## Task statement
List every state variable that the CoinFlip contract declares in the Hardhat tutorial text.

## Document text
Hardhat Configuration
We will deploy the Smart Contract to the Polygon Mumbai Testnet. Edit the hardhat.config.js file to include the necessary imports. This will also include setting up a networks section where you will parse a node provider that will aid in deploying the smart contract and a private key for paying gas for deploying the smart contract.
require("@nomiclabs/hardhat-waffle");
require("@openzeppelin/hardhat-upgrades");
module.exports = {
solidity: "0.8.20",
networks: {
mumbai: {
url: `https://mumbai.infura.io/v3/${INFURA_API_KEY}`,
accounts: [EOA_PRIVATE_KEY]
}
}
};Deployment Script
Open the deploy.js inside the scripts directory and replace the script with the following code:
const { ethers } = require("hardhat");
async function main() {
const CoinFlip = await ethers.getContractFactory("CoinFlip");
const coinFlip = await CoinFlip.deploy();
console.log("CoinFlip deployed to:", coinFlip.address);
}
main()
.then(() => process.exit(0))
.catch((error) => {
console.error(error);
process.exit(1);
});Run the deployment script using the following command:
The address to which the smart contract is deployed will be logged into the console.
npx hardhat run scripts/deploy.js --network mumbai
Interacting with the Contract
You can interact with the deployed contract using Hardhat's console. Add the following lines to the end of deploy.js:
console.log("CoinFlip deployed to:", coinFlip.address);
// Interact with the contract
const totalMatches = await coinFlip.totalMatches();
console.log("Total Matches:", totalMatches.toNumber());Run the script again to deploy and interact:
npx hardhat run scripts/deploy.js --network mumbai
Understanding the CoinFlip Smart Contract
Here’s a break down of the various components of the CoinFlip.sol contract:
Contract Declaration and Importing Libraries
// SPDX-License-Identifier: MIT pragma solidity ^0.8.20; import "@openzeppelin/contracts/utils/Strings.sol";
SPDX-License-Identifier: Identifies the license under which the contract's source code is released.
pragma solidity ^0.8.20: Specifies the version of the Solidity compiler.
import "@openzeppelin/contracts/utils/Strings.sol": Imports the
Stringslibrary from OpenZeppelin Contracts for string manipulation.
Contract Definition and State Variables
contract CoinFlip {
uint256 public totalMatches;
uint256 public lifetimeValue;
uint256 public minimumAmount = 0.001 ether;
// Make all public matches accessible based on a match ID
mapping(uint256 => Match) public matches;totalMatches: Public variable tracking the total number of matches played.

## Source material
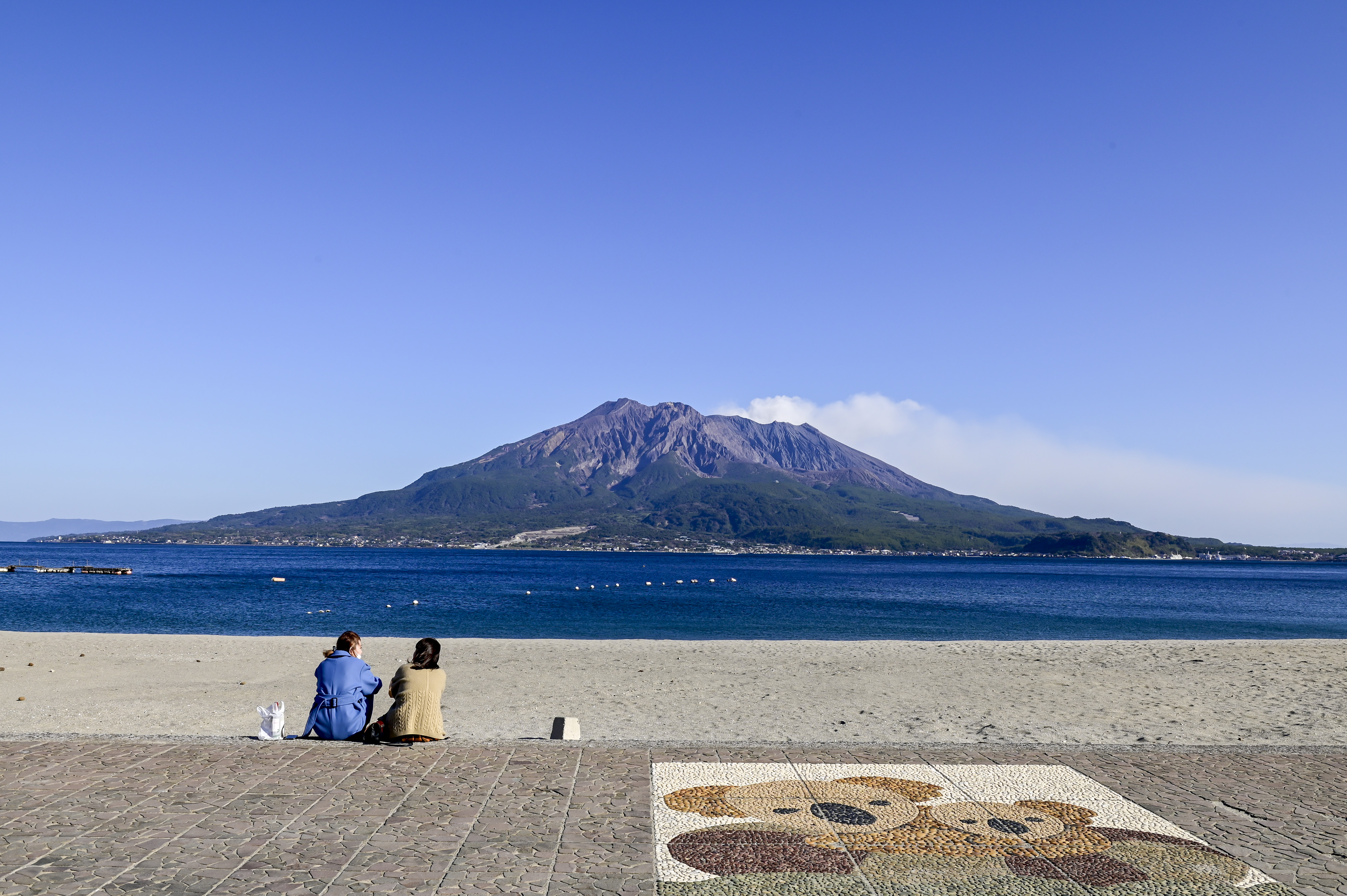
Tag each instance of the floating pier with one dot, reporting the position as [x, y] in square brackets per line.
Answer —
[98, 571]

## Solution to this exercise
totalMatches, lifetimeValue, minimumAmount, matches